_Teks Bacaan_:
"""

IKLAN ATAS

Pendapat Goenawan Muhamad Tentang: Dana Hibah Kebudayaan



Trotoarnews.co.id - Kesenian adalah bidang kehidupan yang salah dibayangkan. Coba saja sebut kata “kesenian” di depan pejabat, birokrat,  pebisnis, cendekiawan, ulama, polisi, militer, hansip, calon mertua, dll. Mereka akan langsung menghubungkannya dengan sinetron, tari untuk acara agustusan, musik macam K-Pop, wayang kulit, lukisan Basuki Abdullah — pendeknya, campuran hiburan, turisme, dan cari nafkah.

"""

_Cuplikan Data_:
"""

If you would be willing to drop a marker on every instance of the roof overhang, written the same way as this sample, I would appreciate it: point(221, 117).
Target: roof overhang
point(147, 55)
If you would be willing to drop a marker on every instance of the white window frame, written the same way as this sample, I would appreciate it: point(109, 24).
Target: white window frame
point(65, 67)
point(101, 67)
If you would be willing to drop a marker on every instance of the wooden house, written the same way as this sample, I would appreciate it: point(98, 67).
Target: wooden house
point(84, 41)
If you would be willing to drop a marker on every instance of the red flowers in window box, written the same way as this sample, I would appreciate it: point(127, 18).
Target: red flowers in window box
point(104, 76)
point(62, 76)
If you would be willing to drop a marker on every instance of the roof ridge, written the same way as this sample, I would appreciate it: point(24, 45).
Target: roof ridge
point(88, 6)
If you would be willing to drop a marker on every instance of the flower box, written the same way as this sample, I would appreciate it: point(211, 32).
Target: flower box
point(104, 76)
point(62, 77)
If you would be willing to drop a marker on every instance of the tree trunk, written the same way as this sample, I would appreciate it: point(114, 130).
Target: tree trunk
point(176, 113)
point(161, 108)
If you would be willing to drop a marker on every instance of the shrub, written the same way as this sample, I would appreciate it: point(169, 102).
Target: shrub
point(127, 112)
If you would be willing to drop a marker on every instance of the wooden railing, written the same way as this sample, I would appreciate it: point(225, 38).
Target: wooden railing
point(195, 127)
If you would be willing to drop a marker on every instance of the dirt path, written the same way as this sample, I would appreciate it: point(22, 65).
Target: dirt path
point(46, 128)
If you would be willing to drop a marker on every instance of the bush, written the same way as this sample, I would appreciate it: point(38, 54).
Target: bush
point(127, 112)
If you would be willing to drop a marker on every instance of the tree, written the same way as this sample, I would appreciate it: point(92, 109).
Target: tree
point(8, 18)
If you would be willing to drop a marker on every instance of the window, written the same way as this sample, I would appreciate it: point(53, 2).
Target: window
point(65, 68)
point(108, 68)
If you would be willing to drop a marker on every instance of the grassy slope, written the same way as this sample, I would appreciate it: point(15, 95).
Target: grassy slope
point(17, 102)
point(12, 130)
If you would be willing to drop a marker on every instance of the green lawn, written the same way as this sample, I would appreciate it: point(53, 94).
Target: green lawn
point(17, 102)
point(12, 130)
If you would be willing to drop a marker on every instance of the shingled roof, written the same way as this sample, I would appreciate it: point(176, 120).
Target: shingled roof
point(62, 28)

"""

_Tugas Kerja_:
a) Salin tanpa perubahan bagian tulisan tentang dana hibah kebudayaan yang dimulai dari kata-kata "Pendapat Goenawan Muhamad" dan berakhir setelah kata-kata "dan cari nafkah.".
b) Dalam tulisan tentang dana hibah kebudayaan, kesenian disebut sebagai campuran dari apa saja?
c) Teruskan tulisan tentang dana hibah kebudayaan mulai dari sesudah kalimat terakhirnya.

_Kunci Jawaban_:
a)
Pendapat Goenawan Muhamad Tentang: Dana Hibah Kebudayaan



Trotoarnews.co.id - Kesenian adalah bidang kehidupan yang salah dibayangkan. Coba saja sebut kata “kesenian” di depan pejabat, birokrat,  pebisnis, cendekiawan, ulama, polisi, militer, hansip, calon mertua, dll. Mereka akan langsung menghubungkannya dengan sinetron, tari untuk acara agustusan, musik macam K-Pop, wayang kulit, lukisan Basuki Abdullah — pendeknya, campuran hiburan, turisme, dan cari nafkah.

b) Hiburan, turisme, dan cari nafkah.

c)
Para birokrat, pemimpin perusahaan dan dosen mungkin pernah dengar Rendra, Affandi, dan sesekali diajak nonton teater karya sutradara Slamet Rahardjo.  Tapi hampir pasti mereka tak pernah tahu bagaimana sebuah sajak diterbitkan, sebuah pameran diadakan dan sebuah pementasan lakon atau tari disiapkan. Mereka tak akan tahu tenaga, energi, dan dana yang dikeluarkan untuk itu.   Mereka tak tahu bahwa maestro tari topeng Cirebon, Ibu Rasinah, menghabiskan usianya untuk tari itu — seraya hidup terseok-seok.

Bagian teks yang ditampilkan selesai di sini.